**** Records for the task
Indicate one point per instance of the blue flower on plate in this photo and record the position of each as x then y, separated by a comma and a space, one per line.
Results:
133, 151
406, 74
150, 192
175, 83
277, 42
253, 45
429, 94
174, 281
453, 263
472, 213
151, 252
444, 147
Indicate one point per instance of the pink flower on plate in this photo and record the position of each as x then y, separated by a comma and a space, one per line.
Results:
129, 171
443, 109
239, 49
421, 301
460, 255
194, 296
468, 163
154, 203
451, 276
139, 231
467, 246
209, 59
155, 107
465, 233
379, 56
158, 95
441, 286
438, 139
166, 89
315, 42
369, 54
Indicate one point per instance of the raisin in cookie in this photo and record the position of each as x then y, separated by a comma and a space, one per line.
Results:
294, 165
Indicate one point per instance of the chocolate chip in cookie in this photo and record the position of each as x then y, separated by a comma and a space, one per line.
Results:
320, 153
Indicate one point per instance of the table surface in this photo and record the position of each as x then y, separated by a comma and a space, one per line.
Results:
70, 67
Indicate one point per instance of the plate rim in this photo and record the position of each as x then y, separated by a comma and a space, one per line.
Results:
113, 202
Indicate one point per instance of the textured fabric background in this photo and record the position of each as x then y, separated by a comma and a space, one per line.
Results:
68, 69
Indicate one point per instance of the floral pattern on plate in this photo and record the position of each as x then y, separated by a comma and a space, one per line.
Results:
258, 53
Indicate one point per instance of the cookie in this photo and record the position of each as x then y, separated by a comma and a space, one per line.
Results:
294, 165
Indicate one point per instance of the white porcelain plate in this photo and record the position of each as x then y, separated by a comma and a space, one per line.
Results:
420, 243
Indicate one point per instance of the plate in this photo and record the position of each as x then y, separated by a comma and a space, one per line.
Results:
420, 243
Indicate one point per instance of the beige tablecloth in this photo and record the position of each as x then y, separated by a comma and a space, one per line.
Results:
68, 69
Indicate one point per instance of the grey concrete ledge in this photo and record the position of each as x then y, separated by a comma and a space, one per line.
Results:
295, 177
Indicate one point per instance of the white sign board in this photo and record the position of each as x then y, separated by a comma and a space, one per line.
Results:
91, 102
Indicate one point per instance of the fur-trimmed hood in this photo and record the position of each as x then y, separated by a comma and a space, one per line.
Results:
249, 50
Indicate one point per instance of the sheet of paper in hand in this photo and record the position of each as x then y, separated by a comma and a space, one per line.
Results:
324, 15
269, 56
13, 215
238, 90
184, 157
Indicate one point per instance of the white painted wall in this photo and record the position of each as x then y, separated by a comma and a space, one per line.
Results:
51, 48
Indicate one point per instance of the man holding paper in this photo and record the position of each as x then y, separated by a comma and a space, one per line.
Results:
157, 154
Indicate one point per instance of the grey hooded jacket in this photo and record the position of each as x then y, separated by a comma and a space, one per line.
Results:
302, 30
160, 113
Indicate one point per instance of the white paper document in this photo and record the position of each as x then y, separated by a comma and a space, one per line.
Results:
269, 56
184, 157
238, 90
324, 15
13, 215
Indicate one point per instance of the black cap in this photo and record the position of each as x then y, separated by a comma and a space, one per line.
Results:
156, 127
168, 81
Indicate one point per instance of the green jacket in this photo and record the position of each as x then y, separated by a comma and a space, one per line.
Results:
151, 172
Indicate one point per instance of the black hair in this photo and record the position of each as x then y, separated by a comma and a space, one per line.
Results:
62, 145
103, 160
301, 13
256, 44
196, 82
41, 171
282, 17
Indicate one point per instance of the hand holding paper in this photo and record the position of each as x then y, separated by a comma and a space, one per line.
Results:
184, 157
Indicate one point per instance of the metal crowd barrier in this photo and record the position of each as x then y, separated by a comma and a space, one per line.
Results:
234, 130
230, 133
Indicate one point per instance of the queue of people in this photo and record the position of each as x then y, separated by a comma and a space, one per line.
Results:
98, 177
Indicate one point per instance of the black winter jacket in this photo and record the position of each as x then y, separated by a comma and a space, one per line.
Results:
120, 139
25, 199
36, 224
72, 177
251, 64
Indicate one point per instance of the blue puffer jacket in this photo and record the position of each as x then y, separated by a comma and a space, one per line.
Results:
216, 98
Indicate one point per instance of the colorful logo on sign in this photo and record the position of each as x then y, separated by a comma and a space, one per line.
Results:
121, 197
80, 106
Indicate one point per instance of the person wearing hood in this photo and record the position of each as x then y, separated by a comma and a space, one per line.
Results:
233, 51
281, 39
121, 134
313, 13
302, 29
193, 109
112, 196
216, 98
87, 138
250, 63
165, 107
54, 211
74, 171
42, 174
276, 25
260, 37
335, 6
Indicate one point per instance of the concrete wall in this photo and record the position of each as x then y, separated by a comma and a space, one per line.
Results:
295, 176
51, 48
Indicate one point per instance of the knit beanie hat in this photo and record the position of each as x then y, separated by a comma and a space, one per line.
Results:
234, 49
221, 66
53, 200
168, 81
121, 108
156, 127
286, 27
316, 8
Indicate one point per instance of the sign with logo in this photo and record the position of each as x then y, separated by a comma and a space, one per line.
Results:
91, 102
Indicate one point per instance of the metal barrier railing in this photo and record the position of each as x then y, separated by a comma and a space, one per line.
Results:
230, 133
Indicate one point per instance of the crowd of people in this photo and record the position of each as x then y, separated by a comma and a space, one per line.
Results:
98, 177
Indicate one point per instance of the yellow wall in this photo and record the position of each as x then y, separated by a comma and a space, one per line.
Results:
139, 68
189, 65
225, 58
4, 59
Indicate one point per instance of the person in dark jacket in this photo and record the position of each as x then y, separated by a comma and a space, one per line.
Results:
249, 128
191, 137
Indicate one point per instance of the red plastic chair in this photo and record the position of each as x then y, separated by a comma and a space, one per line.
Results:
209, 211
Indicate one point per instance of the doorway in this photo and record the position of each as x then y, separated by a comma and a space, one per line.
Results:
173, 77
********
§ What is required
From the records above, copy every line that includes the word "barrier".

§ Your solution
Indicate one point per instance of the metal crowd barrier in this photo and record the position of each as x then y, separated by a comma and a space, one per line.
Indicate one point per instance of the metal barrier railing in this photo and record the position of each as x then y, separated by a comma and a space, one per line.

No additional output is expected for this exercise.